**Objective**
Can you copy the lines below word for word, with no changes?

[Contour labeling entries]
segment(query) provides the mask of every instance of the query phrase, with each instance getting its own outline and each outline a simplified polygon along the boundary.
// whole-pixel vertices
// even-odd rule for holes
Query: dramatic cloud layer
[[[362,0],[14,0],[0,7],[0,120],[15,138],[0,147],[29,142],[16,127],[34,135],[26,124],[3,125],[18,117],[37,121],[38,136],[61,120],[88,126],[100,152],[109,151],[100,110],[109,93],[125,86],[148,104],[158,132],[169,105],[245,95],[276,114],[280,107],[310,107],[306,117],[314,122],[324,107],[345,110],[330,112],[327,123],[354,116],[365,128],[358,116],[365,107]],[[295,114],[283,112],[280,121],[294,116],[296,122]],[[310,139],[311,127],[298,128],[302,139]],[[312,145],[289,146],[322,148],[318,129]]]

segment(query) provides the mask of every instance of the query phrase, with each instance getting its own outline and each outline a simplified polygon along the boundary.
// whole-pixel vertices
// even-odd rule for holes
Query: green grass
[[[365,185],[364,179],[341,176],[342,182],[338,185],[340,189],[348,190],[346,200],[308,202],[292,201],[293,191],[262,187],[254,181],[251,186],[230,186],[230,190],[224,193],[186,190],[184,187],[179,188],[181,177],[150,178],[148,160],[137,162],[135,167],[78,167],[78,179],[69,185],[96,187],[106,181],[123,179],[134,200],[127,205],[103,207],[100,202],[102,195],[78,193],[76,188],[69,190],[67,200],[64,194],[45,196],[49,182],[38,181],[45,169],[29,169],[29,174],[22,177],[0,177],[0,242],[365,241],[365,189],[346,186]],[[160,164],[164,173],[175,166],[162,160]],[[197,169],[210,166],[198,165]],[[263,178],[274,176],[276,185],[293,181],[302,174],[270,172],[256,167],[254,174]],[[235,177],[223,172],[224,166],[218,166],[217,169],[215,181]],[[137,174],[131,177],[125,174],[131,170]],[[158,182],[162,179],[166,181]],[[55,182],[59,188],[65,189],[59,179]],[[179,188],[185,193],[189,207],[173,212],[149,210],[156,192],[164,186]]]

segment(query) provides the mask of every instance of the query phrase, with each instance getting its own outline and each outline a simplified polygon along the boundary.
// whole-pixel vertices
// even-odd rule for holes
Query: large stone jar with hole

**Output below**
segment(query) provides the mask of every instance of the query phrase, with each instance getting its own outline and each outline a simplified polygon along the boundary.
// whole-pixel vertices
// even-odd rule for holes
Query: dramatic cloud layer
[[[362,0],[14,0],[0,7],[0,120],[15,138],[0,147],[29,142],[16,127],[34,135],[26,124],[3,125],[18,117],[37,121],[38,136],[61,120],[88,126],[100,152],[109,151],[100,110],[109,93],[125,86],[148,104],[158,132],[169,105],[245,95],[276,114],[280,107],[310,107],[306,117],[314,122],[324,107],[345,110],[330,112],[327,123],[354,116],[365,128],[358,116],[365,107]],[[295,114],[283,112],[280,121],[294,116],[296,122]],[[310,139],[311,127],[298,128],[302,139]],[[312,145],[289,146],[322,148],[318,129]]]

segment(query) provides the mask of every instance of the query phrase, with each instance getting its own outline and each outline a simplified polygon along the boundary.
// whole-pixel vertices
// even-odd rule for holes
Query: green grass
[[[365,185],[364,179],[341,176],[342,182],[338,185],[340,189],[348,190],[346,200],[308,202],[292,201],[293,191],[262,187],[254,181],[251,186],[230,186],[230,190],[224,193],[186,190],[184,187],[179,188],[181,177],[150,178],[148,160],[137,162],[135,167],[78,167],[78,179],[69,185],[96,187],[106,181],[123,179],[134,200],[127,205],[103,207],[100,202],[102,195],[78,193],[76,188],[69,190],[67,200],[64,194],[45,196],[49,182],[38,181],[45,169],[29,169],[29,174],[22,177],[0,177],[0,242],[365,241],[365,189],[346,186]],[[160,164],[164,173],[175,166],[162,160]],[[197,169],[210,166],[198,165]],[[263,178],[274,176],[276,185],[293,181],[302,174],[270,172],[256,167],[254,174]],[[235,177],[223,172],[224,166],[218,166],[217,169],[215,181]],[[137,174],[131,177],[125,174],[131,170]],[[158,182],[162,179],[166,181]],[[55,182],[59,188],[65,189],[59,179]],[[179,188],[185,193],[189,207],[173,212],[149,210],[156,192],[164,186]]]

segment(query) provides the mask of every instance of the query phrase, with each instance getting its own outline and each outline a simplified polygon along the boundary.
// whole-pixel vertices
// even-odd rule for holes
Query: large stone jar with hole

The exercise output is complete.